::: EXERCISE INPUT :::

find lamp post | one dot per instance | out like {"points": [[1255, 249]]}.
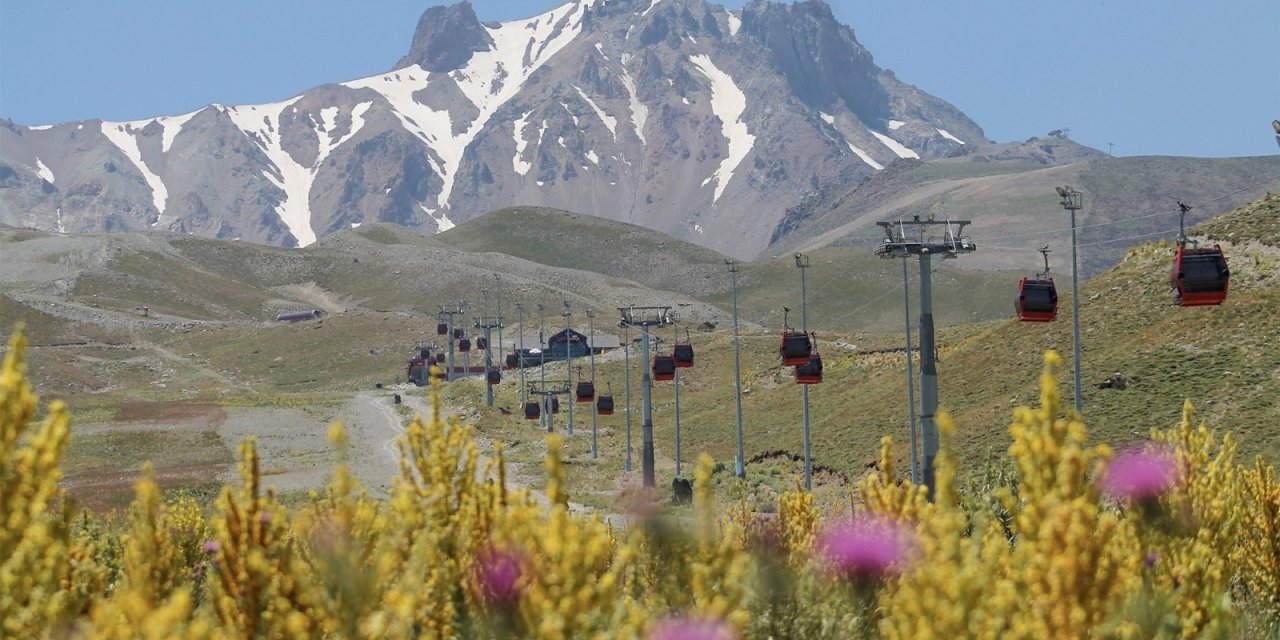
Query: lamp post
{"points": [[740, 467], [1073, 202]]}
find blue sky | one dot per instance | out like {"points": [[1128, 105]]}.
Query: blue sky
{"points": [[1137, 77]]}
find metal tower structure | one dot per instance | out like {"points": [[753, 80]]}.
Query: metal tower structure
{"points": [[914, 238]]}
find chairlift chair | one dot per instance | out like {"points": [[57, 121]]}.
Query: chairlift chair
{"points": [[1200, 275], [663, 368]]}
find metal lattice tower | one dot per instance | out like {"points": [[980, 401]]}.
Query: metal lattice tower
{"points": [[644, 318]]}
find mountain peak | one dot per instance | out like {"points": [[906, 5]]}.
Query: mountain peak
{"points": [[446, 37]]}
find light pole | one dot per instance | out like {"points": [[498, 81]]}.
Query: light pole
{"points": [[803, 264], [740, 467], [1073, 202]]}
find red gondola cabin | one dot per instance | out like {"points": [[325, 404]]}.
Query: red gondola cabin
{"points": [[810, 373], [1037, 300], [795, 348], [684, 355], [1200, 277], [663, 368], [604, 405]]}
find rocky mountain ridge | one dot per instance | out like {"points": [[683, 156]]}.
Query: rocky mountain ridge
{"points": [[680, 115]]}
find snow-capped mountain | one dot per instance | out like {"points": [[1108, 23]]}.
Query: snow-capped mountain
{"points": [[676, 114]]}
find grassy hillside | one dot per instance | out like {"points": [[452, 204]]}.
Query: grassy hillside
{"points": [[1014, 208], [588, 243], [1220, 359], [214, 344]]}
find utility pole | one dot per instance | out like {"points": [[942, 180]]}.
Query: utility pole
{"points": [[626, 368], [803, 264], [590, 318], [899, 245], [520, 355], [1073, 201], [542, 356], [488, 324], [446, 315], [910, 380], [547, 393], [740, 464], [497, 287], [568, 365], [675, 339], [644, 318]]}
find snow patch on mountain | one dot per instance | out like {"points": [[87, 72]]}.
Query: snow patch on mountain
{"points": [[517, 163], [398, 87], [122, 135], [261, 123], [734, 23], [728, 103], [489, 80], [172, 124], [639, 112], [895, 146], [611, 122], [949, 136], [44, 172], [864, 155]]}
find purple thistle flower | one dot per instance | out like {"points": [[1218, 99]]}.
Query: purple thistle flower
{"points": [[693, 629], [865, 548], [498, 574], [1141, 474]]}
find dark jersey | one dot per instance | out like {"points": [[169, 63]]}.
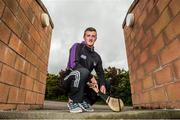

:::

TASK TO CARRY OUT:
Rewrite the items as a JSON list of strings, one string per line with blank lines left out, starting with the line that contains "find snow patch" and continuing through the end of the items. Leave the pictures out of the answer.

WRITTEN RESPONSE:
[
  "find snow patch on mountain | one dot per instance | out like {\"points\": [[87, 72]]}.",
  "Query: snow patch on mountain",
  "{\"points\": [[517, 163], [398, 87], [122, 135], [261, 123], [734, 23], [728, 103], [489, 80], [172, 124], [639, 112], [895, 146], [611, 122], [949, 136], [44, 172], [864, 155]]}",
  "find purple thistle flower | one dot per instance | out like {\"points\": [[1218, 99]]}.",
  "Query: purple thistle flower",
  "{\"points\": [[693, 629], [865, 548], [498, 574], [1141, 474]]}",
  "find dark jersey | one dot per instance | out like {\"points\": [[169, 63]]}."
]